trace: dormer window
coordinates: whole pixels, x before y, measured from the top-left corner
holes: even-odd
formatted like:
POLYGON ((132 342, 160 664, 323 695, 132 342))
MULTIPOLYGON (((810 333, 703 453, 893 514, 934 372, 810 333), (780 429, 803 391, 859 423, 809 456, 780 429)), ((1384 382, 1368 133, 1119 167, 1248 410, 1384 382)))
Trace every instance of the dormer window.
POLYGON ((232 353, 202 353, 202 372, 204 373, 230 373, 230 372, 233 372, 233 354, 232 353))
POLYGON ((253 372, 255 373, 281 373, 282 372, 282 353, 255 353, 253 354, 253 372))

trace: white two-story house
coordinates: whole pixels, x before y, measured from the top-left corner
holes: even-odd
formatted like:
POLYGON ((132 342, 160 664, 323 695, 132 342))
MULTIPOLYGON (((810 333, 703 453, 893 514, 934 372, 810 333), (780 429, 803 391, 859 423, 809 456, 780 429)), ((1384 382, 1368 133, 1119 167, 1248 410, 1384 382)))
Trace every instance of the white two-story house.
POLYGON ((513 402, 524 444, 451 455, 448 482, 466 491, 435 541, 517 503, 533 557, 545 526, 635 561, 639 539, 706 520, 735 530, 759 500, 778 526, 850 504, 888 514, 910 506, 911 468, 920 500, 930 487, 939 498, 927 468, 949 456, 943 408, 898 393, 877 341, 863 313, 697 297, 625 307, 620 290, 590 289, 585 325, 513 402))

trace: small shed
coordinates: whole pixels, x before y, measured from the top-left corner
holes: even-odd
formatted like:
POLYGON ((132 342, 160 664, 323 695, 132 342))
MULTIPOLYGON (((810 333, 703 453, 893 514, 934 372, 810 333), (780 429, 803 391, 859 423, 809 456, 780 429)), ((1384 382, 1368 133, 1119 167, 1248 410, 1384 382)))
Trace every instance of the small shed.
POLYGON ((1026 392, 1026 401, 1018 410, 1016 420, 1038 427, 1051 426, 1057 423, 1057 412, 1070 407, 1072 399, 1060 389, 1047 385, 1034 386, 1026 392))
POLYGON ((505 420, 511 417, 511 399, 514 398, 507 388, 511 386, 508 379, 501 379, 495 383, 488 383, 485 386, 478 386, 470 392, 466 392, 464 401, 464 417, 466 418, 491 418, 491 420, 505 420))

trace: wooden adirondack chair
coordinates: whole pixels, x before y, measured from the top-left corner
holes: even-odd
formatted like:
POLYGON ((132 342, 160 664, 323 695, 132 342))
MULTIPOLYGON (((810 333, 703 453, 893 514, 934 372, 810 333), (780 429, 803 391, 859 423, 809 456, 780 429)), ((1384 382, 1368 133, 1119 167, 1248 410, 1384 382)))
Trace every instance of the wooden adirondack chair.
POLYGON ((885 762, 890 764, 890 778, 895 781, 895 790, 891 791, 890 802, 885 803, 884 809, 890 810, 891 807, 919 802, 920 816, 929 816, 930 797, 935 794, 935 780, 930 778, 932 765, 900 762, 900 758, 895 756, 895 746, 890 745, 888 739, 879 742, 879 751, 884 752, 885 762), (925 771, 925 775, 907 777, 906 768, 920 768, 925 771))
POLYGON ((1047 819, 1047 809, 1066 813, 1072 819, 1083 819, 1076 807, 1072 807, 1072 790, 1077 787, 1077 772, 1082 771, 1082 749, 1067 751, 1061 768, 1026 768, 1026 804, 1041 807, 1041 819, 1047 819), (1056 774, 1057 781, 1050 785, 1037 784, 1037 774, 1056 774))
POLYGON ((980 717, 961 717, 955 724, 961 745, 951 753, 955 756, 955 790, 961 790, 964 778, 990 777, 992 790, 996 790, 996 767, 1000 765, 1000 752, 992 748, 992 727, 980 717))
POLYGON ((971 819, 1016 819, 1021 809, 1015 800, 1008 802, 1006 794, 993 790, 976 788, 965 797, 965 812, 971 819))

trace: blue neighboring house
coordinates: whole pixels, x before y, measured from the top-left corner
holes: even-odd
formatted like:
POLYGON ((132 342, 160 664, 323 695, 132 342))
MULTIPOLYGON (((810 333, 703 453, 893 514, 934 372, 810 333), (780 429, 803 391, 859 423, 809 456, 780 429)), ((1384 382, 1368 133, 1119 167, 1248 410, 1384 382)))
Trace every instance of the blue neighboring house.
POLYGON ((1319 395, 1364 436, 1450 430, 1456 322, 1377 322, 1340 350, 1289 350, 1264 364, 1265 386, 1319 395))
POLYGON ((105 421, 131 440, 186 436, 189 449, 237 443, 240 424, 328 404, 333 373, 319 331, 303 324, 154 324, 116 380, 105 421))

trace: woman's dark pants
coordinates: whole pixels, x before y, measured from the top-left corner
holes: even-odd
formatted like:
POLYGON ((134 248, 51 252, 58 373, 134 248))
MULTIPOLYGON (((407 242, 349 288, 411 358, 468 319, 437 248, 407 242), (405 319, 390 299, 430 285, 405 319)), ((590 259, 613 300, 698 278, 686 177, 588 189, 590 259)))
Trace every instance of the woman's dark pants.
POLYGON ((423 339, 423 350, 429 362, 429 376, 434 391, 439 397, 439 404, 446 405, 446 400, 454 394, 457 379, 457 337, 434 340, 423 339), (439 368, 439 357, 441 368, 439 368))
****************
=== YOUR OBJECTIVE ===
Rewrite all of the rows above, replacing "even-odd" with "nonzero" wherever it occurs and leaving everything else unchanged.

=== WRITTEN ANSWER ===
trace: dormer window
coordinates: whole pixels, x before y, measured from the top-left corner
holes: nonzero
formatted like:
POLYGON ((132 342, 160 664, 323 695, 132 342))
MULTIPOLYGON (((810 333, 703 453, 893 514, 934 372, 810 333), (780 429, 803 391, 859 423, 809 456, 780 429)), ((1384 382, 1368 133, 1119 167, 1248 410, 1384 382)))
Trace every instance of the dormer window.
POLYGON ((232 353, 202 353, 202 372, 204 373, 230 373, 230 372, 233 372, 233 354, 232 353))
POLYGON ((253 372, 255 373, 281 373, 282 372, 282 353, 255 353, 253 354, 253 372))

trace: white two-story house
coordinates: whole pixels, x before y, measured from the top-left corner
holes: nonzero
formatted like:
POLYGON ((132 342, 160 664, 323 695, 132 342))
MULTIPOLYGON (((810 333, 703 453, 893 514, 934 372, 810 333), (780 429, 803 391, 859 423, 809 456, 780 429)), ((1384 382, 1368 133, 1119 167, 1248 410, 1384 382)))
Trace every instance of the white two-story house.
POLYGON ((513 402, 524 444, 451 455, 448 482, 466 491, 435 541, 517 503, 533 557, 545 526, 635 561, 639 539, 706 520, 735 530, 759 500, 778 526, 850 504, 888 514, 910 506, 911 468, 920 500, 930 487, 939 498, 927 468, 949 456, 943 408, 898 393, 877 341, 863 313, 697 297, 625 307, 620 290, 590 289, 585 325, 513 402))

trace: small shed
coordinates: whole pixels, x before y, measured from the top-left corner
holes: nonzero
formatted like:
POLYGON ((132 342, 160 664, 323 695, 132 342))
MULTIPOLYGON (((810 333, 703 453, 893 514, 934 372, 810 333), (780 429, 803 391, 859 423, 809 456, 780 429)), ((1384 382, 1368 133, 1119 167, 1248 410, 1384 382)))
Trace every instance of the small shed.
POLYGON ((1026 392, 1026 401, 1018 410, 1016 420, 1038 427, 1051 426, 1057 423, 1057 412, 1070 407, 1072 399, 1060 389, 1047 385, 1034 386, 1026 392))
POLYGON ((505 420, 511 417, 511 399, 514 398, 507 388, 511 386, 508 379, 501 379, 495 383, 488 383, 485 386, 478 386, 470 392, 466 392, 464 401, 464 417, 466 418, 491 418, 491 420, 505 420))

trace: wooden adirondack chair
coordinates: whole pixels, x before y, measured from the top-left corner
holes: nonzero
formatted like:
POLYGON ((132 342, 160 664, 323 695, 132 342))
MULTIPOLYGON (((810 333, 703 453, 893 514, 934 372, 810 333), (780 429, 803 391, 859 423, 809 456, 780 429)), ((1384 382, 1368 133, 1119 167, 1248 410, 1384 382)))
Trace every instance of the wooden adirondack chair.
POLYGON ((885 762, 890 764, 890 778, 895 781, 895 790, 891 791, 890 802, 885 803, 884 809, 890 810, 891 807, 919 802, 920 816, 929 816, 930 797, 935 794, 935 780, 930 778, 932 765, 900 762, 900 758, 895 756, 895 746, 890 745, 888 739, 879 742, 879 751, 884 752, 885 762), (925 771, 925 775, 907 777, 906 768, 920 768, 925 771))
POLYGON ((1047 819, 1047 809, 1066 813, 1072 819, 1083 819, 1076 807, 1072 807, 1072 790, 1077 787, 1077 772, 1082 771, 1082 749, 1067 751, 1061 768, 1026 768, 1026 804, 1041 807, 1041 819, 1047 819), (1056 774, 1057 781, 1050 785, 1037 784, 1037 774, 1056 774))
POLYGON ((980 717, 961 717, 955 724, 961 745, 951 753, 955 756, 955 790, 961 790, 964 778, 990 777, 992 790, 996 790, 996 767, 1000 765, 1000 752, 992 748, 992 727, 980 717))
POLYGON ((971 819, 1016 819, 1021 809, 1015 800, 1008 802, 1006 794, 993 790, 976 788, 965 797, 965 812, 971 819))

trace: blue neighboring house
coordinates: whole pixels, x before y, measured from the top-left corner
holes: nonzero
formatted like:
POLYGON ((132 342, 160 664, 323 695, 132 342))
MULTIPOLYGON (((810 333, 703 453, 893 514, 934 372, 810 333), (780 429, 803 391, 859 423, 809 456, 780 429)), ((1384 382, 1368 133, 1119 167, 1248 410, 1384 382)))
Trace every instance of the blue neighboring house.
POLYGON ((1319 395, 1364 436, 1450 430, 1456 322, 1377 322, 1340 350, 1289 350, 1264 364, 1265 386, 1319 395))
POLYGON ((105 421, 131 440, 186 436, 189 449, 237 443, 240 424, 328 404, 333 373, 319 331, 303 324, 154 324, 116 380, 105 421))

trace: woman's dark pants
coordinates: whole pixels, x before y, measured from the top-left corner
holes: nonzero
formatted like:
POLYGON ((134 248, 51 252, 58 373, 134 248))
MULTIPOLYGON (((407 242, 349 288, 411 358, 468 319, 437 248, 407 242), (405 319, 390 299, 430 285, 405 319)), ((590 259, 613 300, 698 278, 686 177, 588 189, 590 259)))
Trace every instance of the woman's dark pants.
POLYGON ((423 339, 423 350, 429 362, 429 376, 434 391, 439 397, 439 404, 446 405, 446 400, 454 394, 457 379, 457 337, 434 340, 423 339), (439 368, 439 357, 441 368, 439 368))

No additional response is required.